EXERCISE: Pick out and copy each line in the listing below that contains the word "brick". Case counts.

(Collection entries)
+ + + + + + +

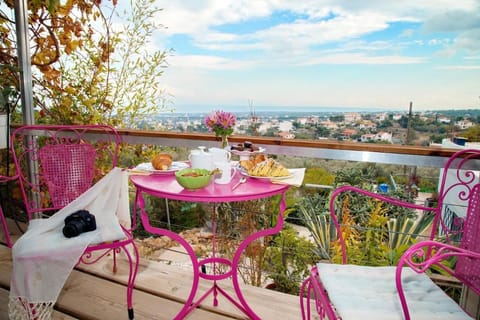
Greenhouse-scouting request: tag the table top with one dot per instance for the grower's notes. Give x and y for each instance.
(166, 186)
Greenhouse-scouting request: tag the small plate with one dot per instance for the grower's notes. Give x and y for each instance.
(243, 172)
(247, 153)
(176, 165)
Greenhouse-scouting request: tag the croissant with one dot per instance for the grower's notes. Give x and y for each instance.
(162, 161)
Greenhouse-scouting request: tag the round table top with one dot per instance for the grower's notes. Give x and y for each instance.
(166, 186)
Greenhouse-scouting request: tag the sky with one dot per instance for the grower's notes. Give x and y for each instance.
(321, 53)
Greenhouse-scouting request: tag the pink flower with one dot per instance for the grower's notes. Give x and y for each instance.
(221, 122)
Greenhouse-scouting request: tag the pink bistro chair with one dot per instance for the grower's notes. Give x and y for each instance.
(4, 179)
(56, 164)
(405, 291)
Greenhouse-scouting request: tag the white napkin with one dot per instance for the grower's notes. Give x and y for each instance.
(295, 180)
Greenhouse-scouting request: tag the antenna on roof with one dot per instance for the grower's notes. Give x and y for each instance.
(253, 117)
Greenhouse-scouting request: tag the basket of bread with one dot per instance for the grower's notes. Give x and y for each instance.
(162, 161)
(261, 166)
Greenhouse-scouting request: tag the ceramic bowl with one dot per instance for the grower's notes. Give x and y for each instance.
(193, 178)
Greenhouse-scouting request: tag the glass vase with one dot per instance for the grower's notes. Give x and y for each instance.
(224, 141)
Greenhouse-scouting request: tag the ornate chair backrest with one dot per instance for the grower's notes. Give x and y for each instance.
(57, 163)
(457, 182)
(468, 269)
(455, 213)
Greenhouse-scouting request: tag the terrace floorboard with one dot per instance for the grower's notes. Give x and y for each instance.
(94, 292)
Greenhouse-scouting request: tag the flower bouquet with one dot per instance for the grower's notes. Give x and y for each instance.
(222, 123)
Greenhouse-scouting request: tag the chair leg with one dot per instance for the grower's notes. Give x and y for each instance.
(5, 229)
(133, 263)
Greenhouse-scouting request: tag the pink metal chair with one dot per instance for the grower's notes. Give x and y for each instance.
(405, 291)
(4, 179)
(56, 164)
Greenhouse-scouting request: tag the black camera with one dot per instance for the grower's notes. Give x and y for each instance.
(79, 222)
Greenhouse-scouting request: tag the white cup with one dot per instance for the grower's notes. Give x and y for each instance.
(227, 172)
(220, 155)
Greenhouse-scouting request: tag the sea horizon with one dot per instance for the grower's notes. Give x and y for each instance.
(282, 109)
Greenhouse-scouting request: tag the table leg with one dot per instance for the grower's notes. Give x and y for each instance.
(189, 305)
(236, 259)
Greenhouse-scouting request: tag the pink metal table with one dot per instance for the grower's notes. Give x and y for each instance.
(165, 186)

+ + + + + + +

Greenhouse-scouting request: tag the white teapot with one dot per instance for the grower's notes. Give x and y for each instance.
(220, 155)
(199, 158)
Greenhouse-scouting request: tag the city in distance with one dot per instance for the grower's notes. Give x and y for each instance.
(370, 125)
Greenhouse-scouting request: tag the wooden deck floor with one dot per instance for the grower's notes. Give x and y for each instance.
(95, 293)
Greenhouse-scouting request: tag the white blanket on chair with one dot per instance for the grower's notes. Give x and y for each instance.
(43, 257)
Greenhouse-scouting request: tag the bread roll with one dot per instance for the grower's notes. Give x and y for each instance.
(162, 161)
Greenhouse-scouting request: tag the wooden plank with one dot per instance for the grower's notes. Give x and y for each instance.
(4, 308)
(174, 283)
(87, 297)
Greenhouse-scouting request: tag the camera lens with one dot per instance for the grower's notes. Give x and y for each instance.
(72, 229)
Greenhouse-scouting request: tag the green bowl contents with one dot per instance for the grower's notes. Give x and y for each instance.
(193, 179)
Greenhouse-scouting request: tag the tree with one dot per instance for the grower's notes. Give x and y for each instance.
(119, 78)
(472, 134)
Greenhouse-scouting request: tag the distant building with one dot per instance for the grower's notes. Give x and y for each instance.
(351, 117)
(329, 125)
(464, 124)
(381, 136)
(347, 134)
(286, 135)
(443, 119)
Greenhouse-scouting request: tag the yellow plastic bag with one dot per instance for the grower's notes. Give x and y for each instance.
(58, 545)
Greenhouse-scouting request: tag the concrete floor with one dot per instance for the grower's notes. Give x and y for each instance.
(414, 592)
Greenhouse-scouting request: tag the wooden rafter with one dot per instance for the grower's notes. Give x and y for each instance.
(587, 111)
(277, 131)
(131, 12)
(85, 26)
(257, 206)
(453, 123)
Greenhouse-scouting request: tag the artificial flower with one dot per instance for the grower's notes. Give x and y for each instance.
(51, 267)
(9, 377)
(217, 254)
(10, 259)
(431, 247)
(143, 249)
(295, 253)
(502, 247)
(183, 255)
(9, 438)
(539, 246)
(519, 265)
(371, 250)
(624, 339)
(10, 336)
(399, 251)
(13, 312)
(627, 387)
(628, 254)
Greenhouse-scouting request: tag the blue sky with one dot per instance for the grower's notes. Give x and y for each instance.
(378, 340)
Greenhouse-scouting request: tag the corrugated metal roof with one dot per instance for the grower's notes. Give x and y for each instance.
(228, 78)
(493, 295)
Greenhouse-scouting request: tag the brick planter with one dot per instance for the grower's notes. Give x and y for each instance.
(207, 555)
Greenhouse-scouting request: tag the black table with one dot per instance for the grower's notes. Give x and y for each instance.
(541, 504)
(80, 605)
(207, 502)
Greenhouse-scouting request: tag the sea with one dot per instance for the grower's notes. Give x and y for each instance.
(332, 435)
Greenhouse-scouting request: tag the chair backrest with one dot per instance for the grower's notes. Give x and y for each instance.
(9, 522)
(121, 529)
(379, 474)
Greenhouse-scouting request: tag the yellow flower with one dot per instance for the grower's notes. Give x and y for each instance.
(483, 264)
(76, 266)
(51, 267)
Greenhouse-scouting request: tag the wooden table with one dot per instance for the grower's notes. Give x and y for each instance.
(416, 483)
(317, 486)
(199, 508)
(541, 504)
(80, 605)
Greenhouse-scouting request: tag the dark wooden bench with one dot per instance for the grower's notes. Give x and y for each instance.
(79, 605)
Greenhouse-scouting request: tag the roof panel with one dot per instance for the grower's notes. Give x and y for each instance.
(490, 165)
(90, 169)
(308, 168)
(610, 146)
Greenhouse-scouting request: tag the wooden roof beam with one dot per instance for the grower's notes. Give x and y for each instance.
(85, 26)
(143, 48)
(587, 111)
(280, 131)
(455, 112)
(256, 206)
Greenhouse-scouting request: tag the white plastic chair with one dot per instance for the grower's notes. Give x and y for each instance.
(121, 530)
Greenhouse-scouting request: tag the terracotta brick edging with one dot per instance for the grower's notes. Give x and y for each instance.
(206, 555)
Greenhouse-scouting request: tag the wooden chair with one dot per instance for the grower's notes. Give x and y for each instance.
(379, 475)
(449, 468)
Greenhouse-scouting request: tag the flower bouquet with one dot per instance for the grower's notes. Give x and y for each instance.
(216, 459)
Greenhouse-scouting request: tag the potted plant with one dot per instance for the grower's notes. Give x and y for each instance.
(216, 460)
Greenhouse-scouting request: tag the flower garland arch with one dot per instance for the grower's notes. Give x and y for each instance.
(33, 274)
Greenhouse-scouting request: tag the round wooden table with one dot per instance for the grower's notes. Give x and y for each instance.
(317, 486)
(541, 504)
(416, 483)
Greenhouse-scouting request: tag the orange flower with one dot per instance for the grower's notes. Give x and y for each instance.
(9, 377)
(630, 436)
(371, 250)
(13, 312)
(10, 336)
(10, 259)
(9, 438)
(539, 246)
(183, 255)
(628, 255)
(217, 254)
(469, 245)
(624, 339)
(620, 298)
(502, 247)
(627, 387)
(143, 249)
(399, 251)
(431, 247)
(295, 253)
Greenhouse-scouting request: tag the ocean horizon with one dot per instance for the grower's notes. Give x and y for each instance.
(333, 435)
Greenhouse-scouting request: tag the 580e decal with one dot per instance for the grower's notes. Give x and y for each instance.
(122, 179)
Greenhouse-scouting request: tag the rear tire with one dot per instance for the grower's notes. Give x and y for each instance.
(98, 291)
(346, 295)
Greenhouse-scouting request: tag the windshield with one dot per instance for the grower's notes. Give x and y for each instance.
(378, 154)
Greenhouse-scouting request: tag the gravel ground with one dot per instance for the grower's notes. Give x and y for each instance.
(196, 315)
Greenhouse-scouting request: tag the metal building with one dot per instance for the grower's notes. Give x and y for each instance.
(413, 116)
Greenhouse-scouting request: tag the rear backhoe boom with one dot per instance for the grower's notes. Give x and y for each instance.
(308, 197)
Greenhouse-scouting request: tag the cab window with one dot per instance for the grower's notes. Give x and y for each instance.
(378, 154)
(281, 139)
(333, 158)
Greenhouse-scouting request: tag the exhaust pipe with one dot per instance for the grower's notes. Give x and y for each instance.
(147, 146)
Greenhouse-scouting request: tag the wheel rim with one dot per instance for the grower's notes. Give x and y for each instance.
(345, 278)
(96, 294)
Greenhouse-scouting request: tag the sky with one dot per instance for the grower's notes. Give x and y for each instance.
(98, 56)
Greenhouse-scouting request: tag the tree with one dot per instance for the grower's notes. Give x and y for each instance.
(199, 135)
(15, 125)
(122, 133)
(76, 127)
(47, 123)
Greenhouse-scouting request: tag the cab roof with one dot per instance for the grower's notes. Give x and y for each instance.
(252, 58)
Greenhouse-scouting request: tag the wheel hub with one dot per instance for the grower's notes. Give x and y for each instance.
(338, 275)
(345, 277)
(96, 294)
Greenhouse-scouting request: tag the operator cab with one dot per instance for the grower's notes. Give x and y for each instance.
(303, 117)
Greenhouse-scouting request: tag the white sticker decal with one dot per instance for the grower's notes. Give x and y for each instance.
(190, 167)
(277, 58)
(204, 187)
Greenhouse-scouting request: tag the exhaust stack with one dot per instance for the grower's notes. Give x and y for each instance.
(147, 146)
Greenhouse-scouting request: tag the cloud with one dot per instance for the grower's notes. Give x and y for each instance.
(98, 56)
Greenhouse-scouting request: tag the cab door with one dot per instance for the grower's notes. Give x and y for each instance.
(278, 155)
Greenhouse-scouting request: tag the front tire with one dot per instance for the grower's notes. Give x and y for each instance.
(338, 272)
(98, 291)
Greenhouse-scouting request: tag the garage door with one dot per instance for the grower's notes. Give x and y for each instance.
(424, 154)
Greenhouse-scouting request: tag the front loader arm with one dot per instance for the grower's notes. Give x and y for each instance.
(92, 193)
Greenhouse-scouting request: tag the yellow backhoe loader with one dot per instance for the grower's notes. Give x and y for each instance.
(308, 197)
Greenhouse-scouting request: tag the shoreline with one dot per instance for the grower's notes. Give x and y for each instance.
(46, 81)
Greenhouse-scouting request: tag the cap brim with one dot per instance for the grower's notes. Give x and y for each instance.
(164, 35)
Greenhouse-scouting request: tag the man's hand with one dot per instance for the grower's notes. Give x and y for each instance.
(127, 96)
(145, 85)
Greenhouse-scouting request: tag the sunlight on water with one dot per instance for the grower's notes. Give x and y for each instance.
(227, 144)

+ + + + + + +

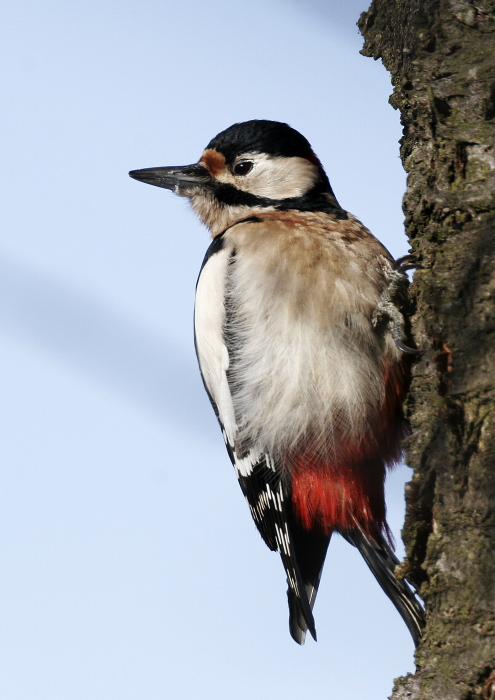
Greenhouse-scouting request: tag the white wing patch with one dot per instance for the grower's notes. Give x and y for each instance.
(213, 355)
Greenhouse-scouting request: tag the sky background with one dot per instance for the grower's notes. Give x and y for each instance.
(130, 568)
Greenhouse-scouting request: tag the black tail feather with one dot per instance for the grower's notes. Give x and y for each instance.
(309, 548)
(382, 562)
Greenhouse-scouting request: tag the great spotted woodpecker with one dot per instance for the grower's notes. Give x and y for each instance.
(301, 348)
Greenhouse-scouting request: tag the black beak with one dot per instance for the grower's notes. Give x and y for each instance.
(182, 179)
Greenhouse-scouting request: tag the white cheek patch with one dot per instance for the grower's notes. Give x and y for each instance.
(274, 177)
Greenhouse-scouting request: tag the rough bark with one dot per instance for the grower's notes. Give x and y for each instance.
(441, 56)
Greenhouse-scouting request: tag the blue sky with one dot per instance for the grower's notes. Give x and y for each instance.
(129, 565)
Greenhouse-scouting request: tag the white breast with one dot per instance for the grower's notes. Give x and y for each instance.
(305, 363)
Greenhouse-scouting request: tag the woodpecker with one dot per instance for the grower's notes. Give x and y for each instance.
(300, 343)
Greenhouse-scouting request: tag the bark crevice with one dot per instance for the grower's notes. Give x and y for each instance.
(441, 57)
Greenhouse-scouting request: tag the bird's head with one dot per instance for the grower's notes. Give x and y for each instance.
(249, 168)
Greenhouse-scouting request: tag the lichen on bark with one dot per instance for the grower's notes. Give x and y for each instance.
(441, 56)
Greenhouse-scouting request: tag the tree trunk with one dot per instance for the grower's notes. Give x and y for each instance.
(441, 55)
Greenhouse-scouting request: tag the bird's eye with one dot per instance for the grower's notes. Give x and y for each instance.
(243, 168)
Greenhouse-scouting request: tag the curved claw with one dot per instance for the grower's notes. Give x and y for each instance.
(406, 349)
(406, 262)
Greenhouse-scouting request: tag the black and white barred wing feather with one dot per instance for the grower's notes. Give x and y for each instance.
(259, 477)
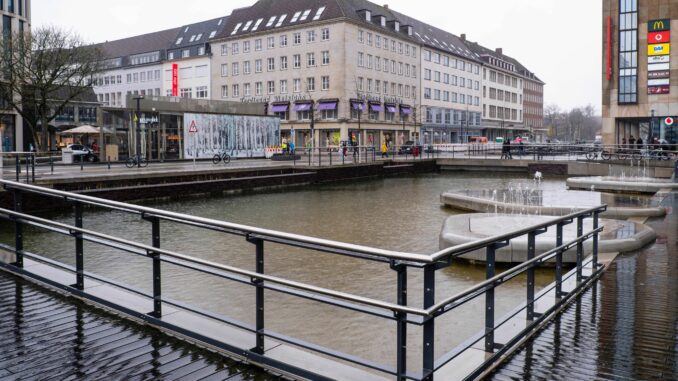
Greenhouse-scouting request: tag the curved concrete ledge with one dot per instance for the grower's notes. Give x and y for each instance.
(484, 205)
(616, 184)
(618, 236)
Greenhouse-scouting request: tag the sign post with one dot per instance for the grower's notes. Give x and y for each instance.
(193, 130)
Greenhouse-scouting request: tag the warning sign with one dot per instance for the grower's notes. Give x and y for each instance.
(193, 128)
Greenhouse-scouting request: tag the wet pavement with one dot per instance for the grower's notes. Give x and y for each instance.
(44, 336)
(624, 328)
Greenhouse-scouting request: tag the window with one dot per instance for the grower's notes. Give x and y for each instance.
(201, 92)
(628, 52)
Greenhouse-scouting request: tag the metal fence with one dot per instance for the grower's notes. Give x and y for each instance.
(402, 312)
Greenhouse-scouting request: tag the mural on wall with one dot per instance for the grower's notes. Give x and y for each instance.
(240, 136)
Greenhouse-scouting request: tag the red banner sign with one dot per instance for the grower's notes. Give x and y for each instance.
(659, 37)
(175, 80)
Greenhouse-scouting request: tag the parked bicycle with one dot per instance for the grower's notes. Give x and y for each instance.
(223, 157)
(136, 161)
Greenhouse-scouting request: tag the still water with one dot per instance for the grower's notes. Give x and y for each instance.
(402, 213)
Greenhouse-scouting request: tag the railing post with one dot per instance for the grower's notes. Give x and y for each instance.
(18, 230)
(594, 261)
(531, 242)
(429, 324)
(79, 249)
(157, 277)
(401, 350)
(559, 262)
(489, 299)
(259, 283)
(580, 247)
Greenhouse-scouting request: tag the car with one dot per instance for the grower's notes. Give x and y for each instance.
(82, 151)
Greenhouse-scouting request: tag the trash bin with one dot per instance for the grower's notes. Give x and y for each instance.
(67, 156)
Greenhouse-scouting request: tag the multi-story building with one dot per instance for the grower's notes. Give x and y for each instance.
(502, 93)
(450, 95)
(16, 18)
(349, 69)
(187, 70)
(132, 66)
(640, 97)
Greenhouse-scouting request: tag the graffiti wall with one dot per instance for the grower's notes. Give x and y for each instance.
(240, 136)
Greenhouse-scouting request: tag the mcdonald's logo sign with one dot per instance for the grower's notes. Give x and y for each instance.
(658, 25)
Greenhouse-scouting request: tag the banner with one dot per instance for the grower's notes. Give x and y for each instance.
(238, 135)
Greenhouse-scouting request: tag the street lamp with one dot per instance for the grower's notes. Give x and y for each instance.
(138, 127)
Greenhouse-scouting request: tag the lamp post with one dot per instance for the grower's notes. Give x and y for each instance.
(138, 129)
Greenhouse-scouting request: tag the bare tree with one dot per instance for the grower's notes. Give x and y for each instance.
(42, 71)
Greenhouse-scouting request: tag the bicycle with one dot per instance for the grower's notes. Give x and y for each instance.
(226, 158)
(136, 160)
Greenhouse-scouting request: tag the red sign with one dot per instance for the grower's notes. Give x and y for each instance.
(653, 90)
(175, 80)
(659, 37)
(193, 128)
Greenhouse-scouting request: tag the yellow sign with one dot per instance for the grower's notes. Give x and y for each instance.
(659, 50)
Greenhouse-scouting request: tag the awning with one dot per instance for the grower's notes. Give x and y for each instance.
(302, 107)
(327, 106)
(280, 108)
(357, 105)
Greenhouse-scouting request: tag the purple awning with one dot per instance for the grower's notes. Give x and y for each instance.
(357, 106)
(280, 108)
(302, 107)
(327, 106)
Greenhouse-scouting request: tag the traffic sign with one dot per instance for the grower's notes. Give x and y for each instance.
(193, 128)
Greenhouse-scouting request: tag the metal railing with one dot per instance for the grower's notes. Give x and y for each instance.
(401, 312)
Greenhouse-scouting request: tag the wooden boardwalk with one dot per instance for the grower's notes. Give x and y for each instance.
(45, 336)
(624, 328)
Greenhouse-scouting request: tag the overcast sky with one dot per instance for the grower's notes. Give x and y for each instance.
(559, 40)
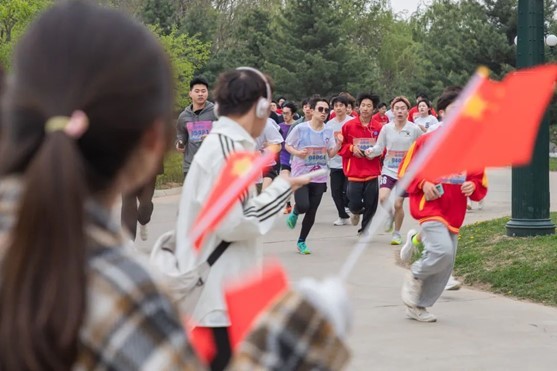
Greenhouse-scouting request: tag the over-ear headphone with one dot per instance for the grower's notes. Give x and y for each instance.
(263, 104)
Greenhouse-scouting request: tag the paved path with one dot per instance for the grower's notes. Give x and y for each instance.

+ + + + + + +

OUTPUT OF THE EXERCISE:
Greenhouse-scouting request: tag the brick planter with one dot per instance for the grower's notes. Give x and y for each instance.
Greenhouse-scouting request: tag the terracotta brick edging with one dot per instance for the grower's notes. Give x and y for each instance.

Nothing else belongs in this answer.